Please rewrite the rows below as a numbered list, covering only the lines from the one containing "Tag each dry" through the final line and skipping any blank lines.

▸ **ENTRIES SUPPLIED**:

------------------------------------

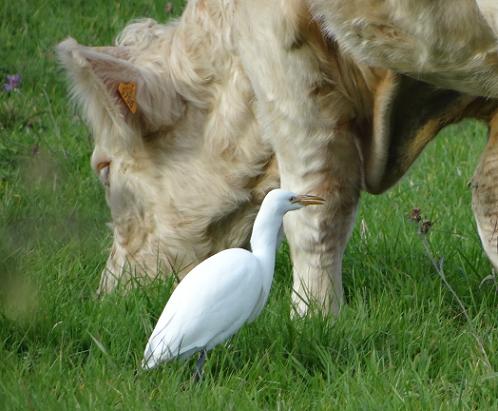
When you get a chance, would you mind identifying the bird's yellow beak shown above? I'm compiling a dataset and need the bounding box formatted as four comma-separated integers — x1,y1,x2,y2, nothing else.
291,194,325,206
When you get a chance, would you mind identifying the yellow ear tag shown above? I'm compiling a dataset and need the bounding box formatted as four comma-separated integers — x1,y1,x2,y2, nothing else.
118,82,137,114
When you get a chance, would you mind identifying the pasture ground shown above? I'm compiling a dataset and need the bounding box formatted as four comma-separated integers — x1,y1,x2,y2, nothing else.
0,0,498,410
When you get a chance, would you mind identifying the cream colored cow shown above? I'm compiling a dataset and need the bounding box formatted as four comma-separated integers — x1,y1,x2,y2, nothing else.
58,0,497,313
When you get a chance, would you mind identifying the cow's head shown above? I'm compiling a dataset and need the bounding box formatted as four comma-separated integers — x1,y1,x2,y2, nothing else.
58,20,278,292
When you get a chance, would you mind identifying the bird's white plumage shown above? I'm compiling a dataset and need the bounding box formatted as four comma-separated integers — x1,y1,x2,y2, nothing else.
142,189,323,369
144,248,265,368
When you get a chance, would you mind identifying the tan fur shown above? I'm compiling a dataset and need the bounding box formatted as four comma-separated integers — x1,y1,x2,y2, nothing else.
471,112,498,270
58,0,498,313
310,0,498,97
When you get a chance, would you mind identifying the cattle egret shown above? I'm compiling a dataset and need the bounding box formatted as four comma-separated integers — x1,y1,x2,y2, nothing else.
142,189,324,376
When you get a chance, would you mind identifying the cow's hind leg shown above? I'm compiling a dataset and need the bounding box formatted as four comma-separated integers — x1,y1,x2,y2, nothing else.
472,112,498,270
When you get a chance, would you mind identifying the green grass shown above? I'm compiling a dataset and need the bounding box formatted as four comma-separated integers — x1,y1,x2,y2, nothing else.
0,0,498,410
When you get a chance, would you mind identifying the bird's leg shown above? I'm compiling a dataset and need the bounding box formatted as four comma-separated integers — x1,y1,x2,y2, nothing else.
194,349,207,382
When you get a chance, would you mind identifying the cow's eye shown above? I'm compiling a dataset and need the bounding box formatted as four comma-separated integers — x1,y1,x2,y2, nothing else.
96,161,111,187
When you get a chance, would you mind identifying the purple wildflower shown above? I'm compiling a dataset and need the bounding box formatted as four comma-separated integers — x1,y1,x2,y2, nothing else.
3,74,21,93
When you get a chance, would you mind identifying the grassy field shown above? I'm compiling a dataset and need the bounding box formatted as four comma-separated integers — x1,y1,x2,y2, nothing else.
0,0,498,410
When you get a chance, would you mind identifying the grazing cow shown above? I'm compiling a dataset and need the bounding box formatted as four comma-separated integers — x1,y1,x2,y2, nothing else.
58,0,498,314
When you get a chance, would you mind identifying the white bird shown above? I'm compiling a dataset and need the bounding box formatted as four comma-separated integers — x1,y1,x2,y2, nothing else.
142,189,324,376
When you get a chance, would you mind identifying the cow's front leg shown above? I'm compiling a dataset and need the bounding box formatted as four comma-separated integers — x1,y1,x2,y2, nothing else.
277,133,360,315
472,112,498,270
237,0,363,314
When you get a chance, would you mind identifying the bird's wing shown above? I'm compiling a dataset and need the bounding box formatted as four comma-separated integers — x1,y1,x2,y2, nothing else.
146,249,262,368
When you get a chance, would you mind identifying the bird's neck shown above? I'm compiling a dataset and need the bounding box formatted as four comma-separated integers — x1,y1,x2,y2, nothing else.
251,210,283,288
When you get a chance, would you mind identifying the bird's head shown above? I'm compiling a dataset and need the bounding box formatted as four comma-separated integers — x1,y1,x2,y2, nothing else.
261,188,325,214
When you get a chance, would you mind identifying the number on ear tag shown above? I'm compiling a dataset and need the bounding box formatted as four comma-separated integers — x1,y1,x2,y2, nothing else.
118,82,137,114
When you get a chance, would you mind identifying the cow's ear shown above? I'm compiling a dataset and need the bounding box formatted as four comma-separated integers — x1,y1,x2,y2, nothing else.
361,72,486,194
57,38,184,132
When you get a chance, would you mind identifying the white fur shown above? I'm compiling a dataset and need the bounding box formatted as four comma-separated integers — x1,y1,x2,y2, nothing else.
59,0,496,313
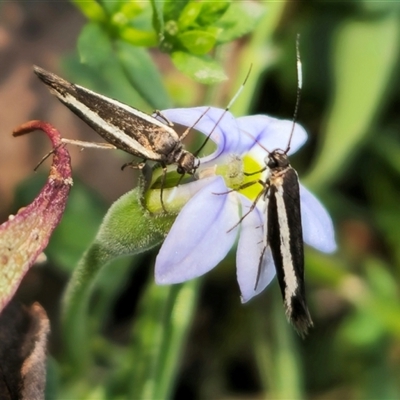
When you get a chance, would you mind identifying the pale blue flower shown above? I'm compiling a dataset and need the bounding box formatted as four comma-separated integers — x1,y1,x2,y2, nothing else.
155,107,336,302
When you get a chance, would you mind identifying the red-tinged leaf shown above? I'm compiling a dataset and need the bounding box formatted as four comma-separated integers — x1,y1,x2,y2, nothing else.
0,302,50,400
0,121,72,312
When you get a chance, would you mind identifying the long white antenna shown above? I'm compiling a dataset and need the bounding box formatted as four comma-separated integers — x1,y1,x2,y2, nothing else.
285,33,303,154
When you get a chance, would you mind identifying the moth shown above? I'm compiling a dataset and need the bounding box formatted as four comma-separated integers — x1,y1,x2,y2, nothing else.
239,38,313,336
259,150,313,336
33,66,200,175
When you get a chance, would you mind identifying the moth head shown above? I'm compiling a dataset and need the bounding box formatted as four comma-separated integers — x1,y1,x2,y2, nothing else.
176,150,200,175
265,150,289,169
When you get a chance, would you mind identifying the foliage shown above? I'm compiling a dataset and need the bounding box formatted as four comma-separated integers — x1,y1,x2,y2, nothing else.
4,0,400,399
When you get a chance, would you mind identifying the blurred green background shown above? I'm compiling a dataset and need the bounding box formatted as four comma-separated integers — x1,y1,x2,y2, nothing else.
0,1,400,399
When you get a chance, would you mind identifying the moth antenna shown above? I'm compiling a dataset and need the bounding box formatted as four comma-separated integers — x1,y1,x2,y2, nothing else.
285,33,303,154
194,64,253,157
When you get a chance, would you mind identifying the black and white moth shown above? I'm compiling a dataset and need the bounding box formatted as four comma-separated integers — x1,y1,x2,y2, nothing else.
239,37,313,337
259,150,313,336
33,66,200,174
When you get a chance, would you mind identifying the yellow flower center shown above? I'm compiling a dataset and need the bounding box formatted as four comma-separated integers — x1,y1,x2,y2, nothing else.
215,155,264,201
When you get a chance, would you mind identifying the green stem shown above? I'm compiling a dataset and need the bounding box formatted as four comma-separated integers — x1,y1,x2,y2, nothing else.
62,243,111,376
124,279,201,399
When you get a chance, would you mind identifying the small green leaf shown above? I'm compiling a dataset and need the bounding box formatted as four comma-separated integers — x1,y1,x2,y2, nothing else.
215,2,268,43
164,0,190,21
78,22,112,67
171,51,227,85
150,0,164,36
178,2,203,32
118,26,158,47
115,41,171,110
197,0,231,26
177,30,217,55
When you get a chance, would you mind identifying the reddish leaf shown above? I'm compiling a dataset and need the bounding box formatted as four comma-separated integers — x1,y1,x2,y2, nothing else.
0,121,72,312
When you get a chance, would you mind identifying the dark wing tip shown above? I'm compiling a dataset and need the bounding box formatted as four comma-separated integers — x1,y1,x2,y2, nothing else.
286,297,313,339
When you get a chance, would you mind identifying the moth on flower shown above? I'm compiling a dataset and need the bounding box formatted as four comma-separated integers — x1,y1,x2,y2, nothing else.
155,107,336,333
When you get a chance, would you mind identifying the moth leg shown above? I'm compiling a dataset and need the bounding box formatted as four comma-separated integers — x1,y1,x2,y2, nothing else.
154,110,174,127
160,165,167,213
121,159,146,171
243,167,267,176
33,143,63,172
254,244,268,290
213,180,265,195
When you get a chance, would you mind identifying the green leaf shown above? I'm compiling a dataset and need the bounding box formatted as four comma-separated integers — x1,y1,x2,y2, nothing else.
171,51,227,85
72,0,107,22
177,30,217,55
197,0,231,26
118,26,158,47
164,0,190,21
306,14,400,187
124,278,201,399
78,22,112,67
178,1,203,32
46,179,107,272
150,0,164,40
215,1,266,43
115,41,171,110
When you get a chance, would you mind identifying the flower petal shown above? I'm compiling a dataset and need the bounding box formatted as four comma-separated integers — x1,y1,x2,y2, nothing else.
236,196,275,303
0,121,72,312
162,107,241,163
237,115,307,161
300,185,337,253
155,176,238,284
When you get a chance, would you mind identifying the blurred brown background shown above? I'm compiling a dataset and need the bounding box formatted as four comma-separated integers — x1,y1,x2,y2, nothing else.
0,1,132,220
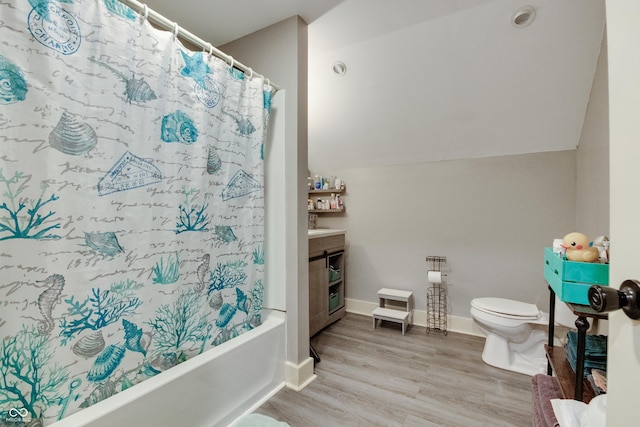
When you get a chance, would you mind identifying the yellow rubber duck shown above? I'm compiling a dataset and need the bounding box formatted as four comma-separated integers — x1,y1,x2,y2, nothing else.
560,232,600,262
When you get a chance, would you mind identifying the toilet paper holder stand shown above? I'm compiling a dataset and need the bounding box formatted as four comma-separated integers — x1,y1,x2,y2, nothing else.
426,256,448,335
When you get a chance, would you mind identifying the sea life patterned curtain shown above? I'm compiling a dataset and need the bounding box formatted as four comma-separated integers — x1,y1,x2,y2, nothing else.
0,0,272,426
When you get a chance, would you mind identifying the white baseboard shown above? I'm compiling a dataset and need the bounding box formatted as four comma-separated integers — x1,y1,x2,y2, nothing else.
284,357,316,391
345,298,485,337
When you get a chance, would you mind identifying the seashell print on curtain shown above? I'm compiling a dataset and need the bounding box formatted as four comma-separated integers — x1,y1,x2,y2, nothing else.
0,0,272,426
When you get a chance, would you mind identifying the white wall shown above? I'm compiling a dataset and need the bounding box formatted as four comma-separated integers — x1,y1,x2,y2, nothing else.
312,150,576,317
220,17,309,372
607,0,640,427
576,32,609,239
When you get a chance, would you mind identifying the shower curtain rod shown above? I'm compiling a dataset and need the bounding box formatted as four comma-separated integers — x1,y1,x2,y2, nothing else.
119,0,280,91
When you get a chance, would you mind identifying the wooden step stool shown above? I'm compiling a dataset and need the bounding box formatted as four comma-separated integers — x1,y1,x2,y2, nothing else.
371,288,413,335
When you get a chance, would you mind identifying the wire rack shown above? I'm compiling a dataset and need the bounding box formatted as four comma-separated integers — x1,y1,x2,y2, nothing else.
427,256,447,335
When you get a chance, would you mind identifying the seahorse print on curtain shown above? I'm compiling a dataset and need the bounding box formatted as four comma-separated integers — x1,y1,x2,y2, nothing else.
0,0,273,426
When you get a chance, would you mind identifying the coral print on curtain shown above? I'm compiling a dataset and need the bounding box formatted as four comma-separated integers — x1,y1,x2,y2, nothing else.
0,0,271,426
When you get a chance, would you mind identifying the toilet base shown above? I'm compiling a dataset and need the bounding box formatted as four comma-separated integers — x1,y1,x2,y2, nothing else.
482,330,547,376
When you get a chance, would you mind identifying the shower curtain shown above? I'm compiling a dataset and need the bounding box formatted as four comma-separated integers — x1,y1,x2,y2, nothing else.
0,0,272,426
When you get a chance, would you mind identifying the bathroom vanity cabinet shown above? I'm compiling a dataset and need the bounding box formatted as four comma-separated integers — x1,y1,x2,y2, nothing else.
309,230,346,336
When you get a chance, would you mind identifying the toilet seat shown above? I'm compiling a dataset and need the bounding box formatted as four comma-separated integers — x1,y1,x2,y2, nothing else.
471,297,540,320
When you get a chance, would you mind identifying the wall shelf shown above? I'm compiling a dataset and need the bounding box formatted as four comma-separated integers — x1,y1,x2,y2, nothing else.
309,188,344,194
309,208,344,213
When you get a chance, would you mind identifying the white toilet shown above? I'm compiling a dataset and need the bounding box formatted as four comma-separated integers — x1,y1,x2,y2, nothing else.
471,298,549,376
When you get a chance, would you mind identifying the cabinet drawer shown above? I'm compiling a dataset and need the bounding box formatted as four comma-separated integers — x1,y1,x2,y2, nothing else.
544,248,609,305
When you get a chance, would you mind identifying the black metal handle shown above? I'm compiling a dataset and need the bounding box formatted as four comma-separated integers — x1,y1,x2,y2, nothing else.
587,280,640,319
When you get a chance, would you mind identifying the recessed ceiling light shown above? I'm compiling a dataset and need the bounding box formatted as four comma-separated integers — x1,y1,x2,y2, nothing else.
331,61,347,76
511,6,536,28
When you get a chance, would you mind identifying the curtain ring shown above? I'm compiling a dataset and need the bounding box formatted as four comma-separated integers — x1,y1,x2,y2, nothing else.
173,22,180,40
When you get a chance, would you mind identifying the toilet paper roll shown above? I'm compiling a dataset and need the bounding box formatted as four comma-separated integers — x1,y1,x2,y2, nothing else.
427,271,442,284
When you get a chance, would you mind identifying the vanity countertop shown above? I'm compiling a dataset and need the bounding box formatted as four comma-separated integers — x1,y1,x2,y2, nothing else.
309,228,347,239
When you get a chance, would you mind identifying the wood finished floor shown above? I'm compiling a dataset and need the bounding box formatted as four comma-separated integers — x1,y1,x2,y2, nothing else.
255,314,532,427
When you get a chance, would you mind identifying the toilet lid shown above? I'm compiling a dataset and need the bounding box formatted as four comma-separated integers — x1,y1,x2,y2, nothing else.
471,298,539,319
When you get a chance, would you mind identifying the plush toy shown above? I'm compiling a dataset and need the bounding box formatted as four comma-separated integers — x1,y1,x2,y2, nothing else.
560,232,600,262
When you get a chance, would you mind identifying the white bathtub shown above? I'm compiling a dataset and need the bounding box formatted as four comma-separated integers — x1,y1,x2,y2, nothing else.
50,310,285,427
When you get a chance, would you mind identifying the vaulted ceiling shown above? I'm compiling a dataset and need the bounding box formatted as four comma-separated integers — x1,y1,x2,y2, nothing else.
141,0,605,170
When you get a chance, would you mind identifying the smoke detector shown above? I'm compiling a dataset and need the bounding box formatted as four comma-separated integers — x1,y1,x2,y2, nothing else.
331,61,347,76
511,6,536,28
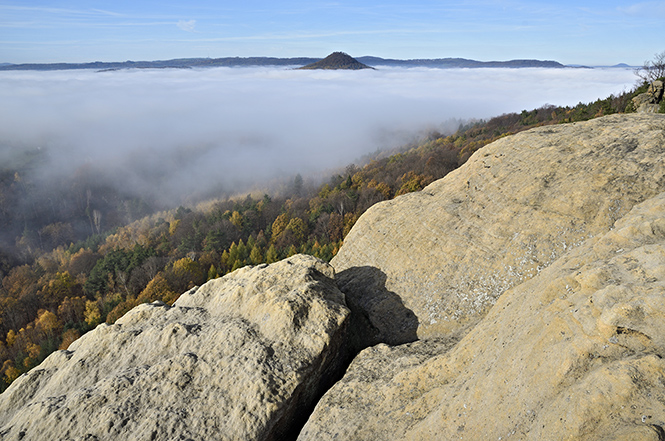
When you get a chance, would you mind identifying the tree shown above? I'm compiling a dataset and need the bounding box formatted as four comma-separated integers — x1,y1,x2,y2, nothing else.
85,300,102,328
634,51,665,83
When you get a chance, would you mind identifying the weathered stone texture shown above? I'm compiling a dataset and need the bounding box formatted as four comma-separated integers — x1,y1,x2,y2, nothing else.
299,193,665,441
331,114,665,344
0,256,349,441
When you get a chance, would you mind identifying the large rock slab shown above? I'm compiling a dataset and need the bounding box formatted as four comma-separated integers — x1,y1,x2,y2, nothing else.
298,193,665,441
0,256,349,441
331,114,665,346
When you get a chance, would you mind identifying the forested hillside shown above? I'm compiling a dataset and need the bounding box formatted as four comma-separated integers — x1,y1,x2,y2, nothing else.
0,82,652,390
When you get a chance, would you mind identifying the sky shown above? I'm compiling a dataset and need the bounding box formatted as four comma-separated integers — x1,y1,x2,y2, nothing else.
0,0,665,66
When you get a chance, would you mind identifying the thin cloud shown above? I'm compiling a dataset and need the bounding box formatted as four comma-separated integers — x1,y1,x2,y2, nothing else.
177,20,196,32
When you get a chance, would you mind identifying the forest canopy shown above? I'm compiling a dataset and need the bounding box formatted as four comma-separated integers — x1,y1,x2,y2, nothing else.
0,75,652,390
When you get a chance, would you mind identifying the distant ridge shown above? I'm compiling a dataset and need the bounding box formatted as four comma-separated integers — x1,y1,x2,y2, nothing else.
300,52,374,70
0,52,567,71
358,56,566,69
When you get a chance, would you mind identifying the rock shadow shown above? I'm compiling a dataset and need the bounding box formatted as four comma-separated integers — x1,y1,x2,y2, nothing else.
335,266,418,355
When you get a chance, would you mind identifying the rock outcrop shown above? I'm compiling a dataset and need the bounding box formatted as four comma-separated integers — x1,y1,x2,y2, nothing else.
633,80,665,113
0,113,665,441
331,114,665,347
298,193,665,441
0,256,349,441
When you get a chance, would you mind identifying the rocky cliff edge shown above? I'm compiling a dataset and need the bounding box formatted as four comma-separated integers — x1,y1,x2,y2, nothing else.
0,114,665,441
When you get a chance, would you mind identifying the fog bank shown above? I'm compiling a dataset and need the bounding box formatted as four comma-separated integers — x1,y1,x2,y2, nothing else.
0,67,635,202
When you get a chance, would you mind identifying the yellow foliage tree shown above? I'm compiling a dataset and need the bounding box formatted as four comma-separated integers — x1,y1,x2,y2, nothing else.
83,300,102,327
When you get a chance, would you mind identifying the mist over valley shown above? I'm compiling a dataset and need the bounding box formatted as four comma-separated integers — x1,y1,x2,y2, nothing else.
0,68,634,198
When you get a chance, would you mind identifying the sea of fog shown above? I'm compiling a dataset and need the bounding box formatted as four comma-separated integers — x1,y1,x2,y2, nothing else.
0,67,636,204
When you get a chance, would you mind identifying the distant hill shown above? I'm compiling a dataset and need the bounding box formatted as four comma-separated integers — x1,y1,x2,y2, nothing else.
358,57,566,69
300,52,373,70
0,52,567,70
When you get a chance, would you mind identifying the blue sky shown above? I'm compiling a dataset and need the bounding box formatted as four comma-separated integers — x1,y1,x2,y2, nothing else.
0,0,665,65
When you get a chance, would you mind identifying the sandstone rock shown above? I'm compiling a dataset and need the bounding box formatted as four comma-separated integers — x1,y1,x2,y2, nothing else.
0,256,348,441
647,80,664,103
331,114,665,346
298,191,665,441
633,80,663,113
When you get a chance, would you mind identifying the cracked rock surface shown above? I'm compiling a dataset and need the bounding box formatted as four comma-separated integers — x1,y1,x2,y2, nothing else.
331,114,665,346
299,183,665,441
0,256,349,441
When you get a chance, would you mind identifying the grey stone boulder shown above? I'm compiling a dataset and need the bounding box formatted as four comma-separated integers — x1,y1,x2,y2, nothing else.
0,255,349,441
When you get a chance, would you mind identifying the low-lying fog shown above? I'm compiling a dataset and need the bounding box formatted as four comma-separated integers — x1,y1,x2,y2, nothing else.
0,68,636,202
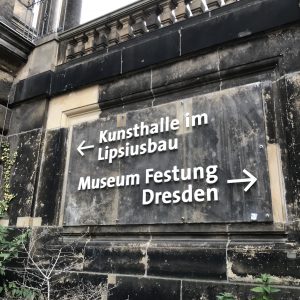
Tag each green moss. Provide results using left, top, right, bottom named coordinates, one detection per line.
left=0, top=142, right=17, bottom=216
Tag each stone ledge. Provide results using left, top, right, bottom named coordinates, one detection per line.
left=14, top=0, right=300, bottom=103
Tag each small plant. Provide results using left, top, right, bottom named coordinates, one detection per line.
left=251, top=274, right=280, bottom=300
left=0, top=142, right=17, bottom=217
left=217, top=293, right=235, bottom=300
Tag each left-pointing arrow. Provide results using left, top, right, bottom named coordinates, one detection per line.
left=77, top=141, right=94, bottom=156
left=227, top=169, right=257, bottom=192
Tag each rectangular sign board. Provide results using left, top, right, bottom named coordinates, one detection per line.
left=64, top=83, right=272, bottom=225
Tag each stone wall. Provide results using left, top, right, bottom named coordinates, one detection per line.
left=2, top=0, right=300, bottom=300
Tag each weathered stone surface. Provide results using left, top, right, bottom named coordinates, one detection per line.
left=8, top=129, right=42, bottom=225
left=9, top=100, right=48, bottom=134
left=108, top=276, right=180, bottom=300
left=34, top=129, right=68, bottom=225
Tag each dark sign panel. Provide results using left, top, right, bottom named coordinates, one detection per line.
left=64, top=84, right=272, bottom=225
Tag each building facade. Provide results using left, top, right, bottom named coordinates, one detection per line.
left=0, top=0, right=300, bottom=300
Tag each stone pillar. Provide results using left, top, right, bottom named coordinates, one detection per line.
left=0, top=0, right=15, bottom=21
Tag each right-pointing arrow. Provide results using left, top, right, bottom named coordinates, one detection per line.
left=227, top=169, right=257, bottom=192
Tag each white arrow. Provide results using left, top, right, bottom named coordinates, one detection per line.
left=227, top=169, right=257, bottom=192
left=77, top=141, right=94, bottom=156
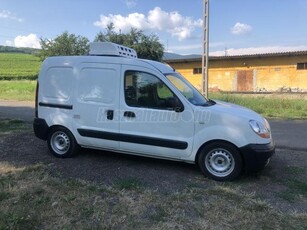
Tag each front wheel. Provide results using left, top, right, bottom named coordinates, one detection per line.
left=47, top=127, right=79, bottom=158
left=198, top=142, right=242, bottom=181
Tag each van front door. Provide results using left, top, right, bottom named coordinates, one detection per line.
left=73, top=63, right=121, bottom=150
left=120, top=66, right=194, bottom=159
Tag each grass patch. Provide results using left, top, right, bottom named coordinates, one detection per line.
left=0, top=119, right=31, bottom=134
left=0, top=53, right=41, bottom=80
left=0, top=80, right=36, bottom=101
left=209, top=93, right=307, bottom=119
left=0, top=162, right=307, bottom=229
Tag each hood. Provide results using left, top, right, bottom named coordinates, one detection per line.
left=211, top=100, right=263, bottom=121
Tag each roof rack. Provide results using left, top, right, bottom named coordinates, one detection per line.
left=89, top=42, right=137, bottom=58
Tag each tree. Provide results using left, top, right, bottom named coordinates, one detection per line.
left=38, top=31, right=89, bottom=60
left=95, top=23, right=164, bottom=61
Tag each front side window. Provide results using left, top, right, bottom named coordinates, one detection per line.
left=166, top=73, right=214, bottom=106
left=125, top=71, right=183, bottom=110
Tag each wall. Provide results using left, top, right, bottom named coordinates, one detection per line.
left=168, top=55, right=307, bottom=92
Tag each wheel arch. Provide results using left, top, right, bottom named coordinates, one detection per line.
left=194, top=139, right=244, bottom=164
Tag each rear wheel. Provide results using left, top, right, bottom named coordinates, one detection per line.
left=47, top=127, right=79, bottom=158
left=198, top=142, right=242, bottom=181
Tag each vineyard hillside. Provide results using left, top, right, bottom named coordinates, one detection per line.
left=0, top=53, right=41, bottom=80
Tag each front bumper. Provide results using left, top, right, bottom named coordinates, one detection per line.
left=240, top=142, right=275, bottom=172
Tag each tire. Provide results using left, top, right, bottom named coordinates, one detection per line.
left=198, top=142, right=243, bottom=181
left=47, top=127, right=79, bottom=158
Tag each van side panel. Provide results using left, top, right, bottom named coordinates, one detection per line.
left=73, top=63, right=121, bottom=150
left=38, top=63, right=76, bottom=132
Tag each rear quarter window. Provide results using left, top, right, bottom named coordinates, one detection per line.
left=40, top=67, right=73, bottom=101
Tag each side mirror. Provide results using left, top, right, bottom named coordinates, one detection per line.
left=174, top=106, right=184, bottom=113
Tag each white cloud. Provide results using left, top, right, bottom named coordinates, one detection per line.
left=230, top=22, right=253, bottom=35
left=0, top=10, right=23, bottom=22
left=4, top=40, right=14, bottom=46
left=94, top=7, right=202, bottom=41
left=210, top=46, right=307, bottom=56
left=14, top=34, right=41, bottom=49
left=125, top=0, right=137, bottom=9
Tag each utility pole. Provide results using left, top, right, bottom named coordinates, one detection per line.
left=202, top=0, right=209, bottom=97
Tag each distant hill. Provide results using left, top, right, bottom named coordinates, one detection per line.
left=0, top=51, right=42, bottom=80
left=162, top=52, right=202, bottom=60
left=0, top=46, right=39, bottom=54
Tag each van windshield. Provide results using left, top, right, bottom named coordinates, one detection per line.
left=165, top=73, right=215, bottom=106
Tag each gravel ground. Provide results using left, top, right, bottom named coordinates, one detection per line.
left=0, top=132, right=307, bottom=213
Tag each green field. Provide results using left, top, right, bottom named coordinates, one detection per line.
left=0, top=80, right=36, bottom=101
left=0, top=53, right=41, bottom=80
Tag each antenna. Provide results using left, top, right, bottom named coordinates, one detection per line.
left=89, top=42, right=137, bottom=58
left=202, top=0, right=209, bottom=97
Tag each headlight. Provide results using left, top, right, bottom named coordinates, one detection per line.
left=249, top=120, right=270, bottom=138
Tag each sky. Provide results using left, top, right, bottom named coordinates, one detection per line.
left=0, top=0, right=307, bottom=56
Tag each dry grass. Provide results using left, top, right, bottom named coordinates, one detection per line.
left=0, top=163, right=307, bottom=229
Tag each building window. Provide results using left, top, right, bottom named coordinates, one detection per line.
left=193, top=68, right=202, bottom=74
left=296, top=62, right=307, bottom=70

------------------------------------

▸ **RESPONSE**:
1. Tag each dry grass. Provide results using left, top, right, bottom named coordinates, one detection per line.
2. left=0, top=163, right=307, bottom=229
3. Tag each building window. Provide results using left, top, right, bottom named coordinates, one detection per line.
4. left=193, top=68, right=202, bottom=74
5. left=296, top=62, right=307, bottom=70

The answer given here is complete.